Skip to content

Extension Roadmap

Target Architecture — Final-State Design

This roadmap describes how the Runtime & Cloud Platform extends beyond its core 9 services without breaking its contracts. Every extension preserves the canonical event envelope, tenant isolation via RuntimeTenantBinding, Pulumi-declared infrastructure, and full traceability.

Principles

  • Contract stability — new capabilities are additive; existing events, APIs, and aggregates keep their meaning (breaking changes get a version suffix).
  • Everything as desired state — new infrastructure is Pulumi-declared and drift-reconciled; nothing is operated out of band.
  • Autonomy by default — extensions are control loops first, dashboards second: detect, decide, act, then surface to humans.
  • Tenant-safe — every extension respects the isolation model and quotas in RuntimeTenantBinding.
  • Trace-complete — new signals carry the cross-cutting dimensions and correlate to the same traceId.
  • Cloud-portable shape — Azure-first, but abstractions (ComputeTarget, RuntimeService) are kept provider-neutral so additional clouds can be added behind the same model.

Future Services

Candidate Service Purpose
RuntimeCostOptimizationService Continuously right-size workloads and recommend/apply cost-saving scaling and SKU changes per tenant.
RuntimeChaosService Inject controlled failures to validate resilience and the rollback/remediation loops.
RuntimeTrafficManagementService Progressive delivery, traffic shaping, and multi-region routing (canary/blue-green at the edge).
RuntimeComplianceService Continuously assert runtime compliance posture (residency, encryption, isolation) against Governance policy.
RuntimeBackupRestoreService Tenant-aware backup, point-in-time restore, and DR orchestration across data stores.

Outline entries for labeled areas:
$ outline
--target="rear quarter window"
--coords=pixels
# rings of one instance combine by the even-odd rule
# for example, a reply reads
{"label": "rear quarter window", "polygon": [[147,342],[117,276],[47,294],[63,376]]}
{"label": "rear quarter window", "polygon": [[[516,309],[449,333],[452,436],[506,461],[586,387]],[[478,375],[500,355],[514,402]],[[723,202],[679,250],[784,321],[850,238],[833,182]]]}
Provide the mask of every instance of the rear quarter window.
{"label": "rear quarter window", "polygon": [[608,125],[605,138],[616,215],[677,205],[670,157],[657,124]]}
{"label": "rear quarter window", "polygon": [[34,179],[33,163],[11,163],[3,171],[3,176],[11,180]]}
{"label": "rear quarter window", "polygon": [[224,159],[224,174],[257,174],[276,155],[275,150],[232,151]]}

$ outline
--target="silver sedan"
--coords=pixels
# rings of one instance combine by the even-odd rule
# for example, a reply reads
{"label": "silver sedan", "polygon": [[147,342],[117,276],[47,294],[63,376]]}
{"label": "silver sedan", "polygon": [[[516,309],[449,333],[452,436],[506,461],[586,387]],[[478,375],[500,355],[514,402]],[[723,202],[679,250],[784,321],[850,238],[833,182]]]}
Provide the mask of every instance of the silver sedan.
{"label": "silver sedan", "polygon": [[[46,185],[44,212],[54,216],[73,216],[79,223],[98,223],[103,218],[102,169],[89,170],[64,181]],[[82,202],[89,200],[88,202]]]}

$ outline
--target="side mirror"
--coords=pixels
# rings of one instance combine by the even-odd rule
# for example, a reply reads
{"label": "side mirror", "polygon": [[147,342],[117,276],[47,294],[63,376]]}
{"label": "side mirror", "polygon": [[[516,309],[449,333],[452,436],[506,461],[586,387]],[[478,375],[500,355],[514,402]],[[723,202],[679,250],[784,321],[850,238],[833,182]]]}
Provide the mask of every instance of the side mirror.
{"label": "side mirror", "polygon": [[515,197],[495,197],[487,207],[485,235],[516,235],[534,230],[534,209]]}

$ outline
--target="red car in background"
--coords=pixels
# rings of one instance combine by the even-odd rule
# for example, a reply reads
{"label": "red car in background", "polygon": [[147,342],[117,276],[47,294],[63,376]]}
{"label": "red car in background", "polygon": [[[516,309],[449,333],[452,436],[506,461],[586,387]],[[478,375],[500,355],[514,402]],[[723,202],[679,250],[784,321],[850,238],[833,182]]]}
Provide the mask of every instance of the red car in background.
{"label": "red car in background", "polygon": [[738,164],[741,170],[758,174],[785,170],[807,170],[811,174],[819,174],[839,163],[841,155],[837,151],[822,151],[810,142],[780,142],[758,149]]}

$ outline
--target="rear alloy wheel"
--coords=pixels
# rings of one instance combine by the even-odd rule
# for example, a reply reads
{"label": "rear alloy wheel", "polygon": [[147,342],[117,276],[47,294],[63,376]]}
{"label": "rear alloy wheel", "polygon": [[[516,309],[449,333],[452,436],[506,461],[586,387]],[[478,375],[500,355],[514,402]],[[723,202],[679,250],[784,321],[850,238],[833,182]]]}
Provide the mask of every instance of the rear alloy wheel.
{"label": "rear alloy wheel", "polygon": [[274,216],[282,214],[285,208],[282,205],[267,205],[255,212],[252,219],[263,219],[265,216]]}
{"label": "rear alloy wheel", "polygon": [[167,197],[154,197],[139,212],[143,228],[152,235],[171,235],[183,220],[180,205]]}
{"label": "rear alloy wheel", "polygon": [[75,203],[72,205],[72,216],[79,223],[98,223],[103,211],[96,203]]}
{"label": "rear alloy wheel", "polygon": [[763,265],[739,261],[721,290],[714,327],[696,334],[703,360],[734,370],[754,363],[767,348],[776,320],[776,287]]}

▸ WHAT YOU HAVE TO DO
Render this sentence from the extension roadmap in Spanish: "Every extension preserves the canonical event envelope, tenant isolation via RuntimeTenantBinding, Pulumi-declared infrastructure, and full traceability." None of the items are needed for this work.

▸ EXERCISE RESPONSE
Cada extensión conserva el sobre de eventos canónico, el aislamiento de inquilinos mediante RuntimeTenantBinding, la infraestructura declarada con Pulumi y la trazabilidad completa.